| Passage |
########################################
Chapter 7: AI Under the Hood
Overview
AI can feel mysterious from the outside, but underneath it is built from math, models, and computing hardware working together. This chapter breaks down the major components that make modern AI systems work.
Understanding these pieces doesn’t require deep technical knowledge — just a sense of how information flows through an AI system to produce the outputs you see.
How AI Systems Work

Neural Networks
Neural networks are computational structures inspired loosely by how neurons connect in the brain. They process information layer by layer, learning patterns over time.
Early neural networks had only a few layers. Today’s systems may have dozens or hundreds, enabling them to recognize complex patterns in text, images, or audio.
Neural networks are the foundation of nearly all modern AI — from voice assistants to recommendation algorithms to large language models.
Transformers
Transformers, introduced in 2017, revolutionized AI by allowing models to understand context across long sequences of text or data.
Unlike older neural networks that processed words one at a time, transformers use a mechanism called attention to look at entire passages at once. This allows them to capture meaning, relationships, and structure with far greater accuracy.
########################################
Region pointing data
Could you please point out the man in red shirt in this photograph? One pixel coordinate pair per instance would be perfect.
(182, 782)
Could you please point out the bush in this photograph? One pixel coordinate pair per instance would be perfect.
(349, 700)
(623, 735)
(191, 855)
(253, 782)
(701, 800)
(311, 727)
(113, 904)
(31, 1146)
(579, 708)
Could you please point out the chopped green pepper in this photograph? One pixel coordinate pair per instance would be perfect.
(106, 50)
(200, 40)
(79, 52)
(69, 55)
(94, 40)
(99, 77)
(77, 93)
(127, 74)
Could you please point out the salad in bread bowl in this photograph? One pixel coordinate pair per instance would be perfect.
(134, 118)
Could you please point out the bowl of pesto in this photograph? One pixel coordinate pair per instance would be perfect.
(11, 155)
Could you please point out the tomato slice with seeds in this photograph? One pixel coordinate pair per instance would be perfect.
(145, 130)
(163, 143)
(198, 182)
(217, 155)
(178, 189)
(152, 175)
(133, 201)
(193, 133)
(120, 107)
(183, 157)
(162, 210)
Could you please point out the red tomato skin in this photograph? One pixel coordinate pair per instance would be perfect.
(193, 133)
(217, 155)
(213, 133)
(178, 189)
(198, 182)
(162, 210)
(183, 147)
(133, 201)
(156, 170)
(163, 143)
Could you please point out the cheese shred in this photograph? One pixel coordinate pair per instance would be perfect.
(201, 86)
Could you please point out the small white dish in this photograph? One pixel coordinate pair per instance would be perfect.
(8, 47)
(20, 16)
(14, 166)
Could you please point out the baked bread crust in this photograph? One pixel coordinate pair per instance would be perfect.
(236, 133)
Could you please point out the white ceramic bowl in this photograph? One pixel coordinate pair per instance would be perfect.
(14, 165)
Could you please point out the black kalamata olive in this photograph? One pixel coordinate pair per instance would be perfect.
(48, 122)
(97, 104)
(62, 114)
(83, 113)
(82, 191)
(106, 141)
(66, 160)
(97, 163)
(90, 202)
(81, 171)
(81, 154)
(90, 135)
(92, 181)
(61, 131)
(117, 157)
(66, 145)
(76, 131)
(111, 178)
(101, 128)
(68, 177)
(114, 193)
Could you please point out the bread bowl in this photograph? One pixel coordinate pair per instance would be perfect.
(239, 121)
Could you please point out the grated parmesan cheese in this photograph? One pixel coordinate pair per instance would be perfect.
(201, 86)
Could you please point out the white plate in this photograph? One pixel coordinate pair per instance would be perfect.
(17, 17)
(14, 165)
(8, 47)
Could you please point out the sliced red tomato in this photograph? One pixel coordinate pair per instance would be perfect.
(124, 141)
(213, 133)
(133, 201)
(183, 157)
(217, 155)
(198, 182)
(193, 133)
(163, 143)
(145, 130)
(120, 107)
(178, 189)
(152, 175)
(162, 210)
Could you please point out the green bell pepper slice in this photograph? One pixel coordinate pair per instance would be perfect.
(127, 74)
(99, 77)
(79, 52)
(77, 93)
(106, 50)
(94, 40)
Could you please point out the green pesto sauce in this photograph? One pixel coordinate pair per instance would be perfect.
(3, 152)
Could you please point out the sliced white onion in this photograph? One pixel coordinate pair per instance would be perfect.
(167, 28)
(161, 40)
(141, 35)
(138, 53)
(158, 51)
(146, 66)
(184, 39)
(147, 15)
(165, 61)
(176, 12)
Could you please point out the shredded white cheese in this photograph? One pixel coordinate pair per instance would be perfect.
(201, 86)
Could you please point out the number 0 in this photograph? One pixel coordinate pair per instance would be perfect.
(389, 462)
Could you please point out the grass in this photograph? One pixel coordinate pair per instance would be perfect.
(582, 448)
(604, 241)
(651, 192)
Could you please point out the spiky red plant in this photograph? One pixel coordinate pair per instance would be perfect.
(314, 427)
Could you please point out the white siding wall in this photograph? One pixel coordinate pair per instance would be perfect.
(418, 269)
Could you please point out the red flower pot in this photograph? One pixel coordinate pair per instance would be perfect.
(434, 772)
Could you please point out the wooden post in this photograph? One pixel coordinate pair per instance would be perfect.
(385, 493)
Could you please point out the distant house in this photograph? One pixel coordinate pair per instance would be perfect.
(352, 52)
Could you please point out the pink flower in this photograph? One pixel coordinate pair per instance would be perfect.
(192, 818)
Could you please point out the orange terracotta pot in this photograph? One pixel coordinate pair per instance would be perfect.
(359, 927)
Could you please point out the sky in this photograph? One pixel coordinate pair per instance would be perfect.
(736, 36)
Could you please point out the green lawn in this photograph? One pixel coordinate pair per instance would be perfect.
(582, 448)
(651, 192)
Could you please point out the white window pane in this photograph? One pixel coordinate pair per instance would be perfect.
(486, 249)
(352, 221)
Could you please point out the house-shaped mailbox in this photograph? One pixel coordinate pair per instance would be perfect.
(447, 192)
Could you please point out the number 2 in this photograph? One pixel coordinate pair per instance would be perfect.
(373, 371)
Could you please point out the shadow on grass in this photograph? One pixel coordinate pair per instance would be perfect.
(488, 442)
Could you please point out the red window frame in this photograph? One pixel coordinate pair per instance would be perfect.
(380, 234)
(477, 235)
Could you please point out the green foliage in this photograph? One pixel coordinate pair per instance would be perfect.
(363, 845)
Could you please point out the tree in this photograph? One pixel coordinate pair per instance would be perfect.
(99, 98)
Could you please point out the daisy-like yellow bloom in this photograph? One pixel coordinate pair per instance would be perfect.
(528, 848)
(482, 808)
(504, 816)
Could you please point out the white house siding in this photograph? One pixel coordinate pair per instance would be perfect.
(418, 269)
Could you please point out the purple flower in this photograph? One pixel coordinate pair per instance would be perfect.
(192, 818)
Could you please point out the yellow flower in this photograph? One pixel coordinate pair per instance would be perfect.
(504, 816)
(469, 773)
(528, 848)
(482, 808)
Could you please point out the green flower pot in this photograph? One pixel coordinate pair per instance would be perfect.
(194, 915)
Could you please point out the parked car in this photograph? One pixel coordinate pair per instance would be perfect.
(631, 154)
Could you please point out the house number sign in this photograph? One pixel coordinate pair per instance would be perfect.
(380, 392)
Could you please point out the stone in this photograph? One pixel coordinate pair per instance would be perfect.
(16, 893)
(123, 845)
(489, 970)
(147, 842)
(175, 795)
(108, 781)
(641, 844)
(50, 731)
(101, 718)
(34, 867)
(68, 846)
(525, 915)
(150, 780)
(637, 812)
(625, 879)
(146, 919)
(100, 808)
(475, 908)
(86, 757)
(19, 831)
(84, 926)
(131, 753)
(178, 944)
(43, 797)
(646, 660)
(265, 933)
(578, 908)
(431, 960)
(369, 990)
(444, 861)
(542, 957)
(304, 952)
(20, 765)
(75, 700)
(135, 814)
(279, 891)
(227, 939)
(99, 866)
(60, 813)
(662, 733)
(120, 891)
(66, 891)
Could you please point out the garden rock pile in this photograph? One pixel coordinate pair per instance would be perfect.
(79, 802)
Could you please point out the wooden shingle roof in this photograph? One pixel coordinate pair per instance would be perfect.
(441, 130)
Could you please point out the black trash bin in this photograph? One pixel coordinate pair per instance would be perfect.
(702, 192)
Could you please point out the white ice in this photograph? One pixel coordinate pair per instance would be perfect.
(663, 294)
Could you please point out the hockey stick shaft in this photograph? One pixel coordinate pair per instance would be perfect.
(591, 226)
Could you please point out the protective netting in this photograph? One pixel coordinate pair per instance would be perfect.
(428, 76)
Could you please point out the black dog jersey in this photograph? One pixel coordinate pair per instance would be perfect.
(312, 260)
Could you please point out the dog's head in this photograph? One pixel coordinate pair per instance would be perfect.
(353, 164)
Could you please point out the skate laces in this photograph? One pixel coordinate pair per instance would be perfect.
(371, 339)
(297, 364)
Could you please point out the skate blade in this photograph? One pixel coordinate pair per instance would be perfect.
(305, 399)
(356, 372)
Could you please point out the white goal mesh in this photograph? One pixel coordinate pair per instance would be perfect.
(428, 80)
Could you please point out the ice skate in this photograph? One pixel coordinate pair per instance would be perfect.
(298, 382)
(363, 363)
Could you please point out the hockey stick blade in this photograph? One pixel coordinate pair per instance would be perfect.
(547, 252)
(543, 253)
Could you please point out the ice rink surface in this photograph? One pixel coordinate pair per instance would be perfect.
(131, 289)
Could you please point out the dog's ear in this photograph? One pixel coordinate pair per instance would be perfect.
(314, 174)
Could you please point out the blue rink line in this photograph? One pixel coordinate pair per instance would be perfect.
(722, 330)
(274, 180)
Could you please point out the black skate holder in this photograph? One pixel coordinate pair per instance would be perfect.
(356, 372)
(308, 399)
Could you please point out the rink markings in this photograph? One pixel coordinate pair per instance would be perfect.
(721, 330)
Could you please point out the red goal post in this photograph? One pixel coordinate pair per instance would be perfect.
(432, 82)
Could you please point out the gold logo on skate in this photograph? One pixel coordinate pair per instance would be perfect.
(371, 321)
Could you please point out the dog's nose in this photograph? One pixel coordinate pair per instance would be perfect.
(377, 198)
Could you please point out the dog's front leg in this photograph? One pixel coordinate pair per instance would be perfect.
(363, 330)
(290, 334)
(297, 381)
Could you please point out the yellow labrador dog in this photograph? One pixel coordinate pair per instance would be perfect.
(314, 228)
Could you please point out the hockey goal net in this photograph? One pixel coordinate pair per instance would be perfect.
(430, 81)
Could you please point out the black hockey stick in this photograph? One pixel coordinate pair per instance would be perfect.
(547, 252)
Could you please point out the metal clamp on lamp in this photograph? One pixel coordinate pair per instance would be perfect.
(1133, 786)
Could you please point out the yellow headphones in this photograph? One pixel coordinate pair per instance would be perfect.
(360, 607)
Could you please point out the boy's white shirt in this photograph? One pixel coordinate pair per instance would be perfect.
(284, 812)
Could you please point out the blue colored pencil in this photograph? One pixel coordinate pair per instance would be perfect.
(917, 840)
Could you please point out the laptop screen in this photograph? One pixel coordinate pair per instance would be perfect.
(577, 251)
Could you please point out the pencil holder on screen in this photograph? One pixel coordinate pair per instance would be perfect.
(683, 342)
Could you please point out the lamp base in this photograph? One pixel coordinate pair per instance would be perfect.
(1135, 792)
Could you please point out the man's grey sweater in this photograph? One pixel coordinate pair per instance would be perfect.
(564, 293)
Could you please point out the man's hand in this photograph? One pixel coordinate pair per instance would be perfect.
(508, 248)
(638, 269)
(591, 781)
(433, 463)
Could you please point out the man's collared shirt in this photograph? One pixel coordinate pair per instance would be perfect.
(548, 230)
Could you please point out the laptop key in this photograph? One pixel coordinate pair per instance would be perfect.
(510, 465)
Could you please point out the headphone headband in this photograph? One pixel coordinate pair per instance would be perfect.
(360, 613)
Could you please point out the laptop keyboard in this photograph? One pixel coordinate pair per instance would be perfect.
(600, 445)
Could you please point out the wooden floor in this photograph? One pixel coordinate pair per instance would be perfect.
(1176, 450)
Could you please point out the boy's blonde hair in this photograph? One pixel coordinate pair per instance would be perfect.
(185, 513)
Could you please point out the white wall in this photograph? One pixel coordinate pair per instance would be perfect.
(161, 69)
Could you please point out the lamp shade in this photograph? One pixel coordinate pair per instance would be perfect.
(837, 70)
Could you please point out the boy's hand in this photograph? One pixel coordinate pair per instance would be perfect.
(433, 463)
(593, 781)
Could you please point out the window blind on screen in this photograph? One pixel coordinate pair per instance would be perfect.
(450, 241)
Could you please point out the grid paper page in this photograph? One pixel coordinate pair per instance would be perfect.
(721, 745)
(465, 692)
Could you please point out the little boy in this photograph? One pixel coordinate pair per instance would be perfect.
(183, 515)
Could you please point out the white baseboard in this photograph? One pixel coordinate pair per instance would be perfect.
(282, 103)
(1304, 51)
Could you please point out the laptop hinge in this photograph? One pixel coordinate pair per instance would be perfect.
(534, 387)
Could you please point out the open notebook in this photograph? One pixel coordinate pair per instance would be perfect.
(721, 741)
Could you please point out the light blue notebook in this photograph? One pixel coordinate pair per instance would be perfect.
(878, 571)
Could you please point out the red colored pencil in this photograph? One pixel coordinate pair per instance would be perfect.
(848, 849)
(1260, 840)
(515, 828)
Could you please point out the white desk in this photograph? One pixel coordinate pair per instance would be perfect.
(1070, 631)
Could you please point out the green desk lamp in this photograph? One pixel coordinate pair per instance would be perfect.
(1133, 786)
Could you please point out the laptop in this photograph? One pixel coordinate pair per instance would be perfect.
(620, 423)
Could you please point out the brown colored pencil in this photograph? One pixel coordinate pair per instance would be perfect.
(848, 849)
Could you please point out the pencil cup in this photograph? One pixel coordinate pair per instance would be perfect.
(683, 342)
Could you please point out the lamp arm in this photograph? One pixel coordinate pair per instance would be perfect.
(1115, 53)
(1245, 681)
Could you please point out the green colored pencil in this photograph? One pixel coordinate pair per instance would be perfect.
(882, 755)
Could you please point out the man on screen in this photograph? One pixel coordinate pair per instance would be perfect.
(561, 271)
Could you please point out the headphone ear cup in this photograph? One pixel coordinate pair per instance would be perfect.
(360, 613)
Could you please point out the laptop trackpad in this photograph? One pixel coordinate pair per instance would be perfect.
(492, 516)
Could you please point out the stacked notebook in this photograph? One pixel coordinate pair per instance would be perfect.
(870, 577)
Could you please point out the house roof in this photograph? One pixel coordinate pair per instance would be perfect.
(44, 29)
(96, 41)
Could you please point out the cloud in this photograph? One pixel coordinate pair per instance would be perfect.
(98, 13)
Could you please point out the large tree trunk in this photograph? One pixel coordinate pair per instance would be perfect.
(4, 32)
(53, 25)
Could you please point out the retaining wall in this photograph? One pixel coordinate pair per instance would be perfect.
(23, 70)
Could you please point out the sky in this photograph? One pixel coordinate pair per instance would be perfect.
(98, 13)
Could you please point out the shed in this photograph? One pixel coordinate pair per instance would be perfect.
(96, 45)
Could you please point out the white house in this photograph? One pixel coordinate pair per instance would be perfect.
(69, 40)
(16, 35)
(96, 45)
########################################
| Work required |
Please copy out the entire chapter on how AI works, word for word, from its title through its final sentence.

| Exercise output |
Chapter 7: AI Under the Hood
Overview
AI can feel mysterious from the outside, but underneath it is built from math, models, and computing hardware working together. This chapter breaks down the major components that make modern AI systems work.
Understanding these pieces doesn’t require deep technical knowledge — just a sense of how information flows through an AI system to produce the outputs you see.
How AI Systems Work

Neural Networks
Neural networks are computational structures inspired loosely by how neurons connect in the brain. They process information layer by layer, learning patterns over time.
Early neural networks had only a few layers. Today’s systems may have dozens or hundreds, enabling them to recognize complex patterns in text, images, or audio.
Neural networks are the foundation of nearly all modern AI — from voice assistants to recommendation algorithms to large language models.
Transformers
Transformers, introduced in 2017, revolutionized AI by allowing models to understand context across long sequences of text or data.
Unlike older neural networks that processed words one at a time, transformers use a mechanism called attention to look at entire passages at once. This allows them to capture meaning, relationships, and structure with far greater accuracy.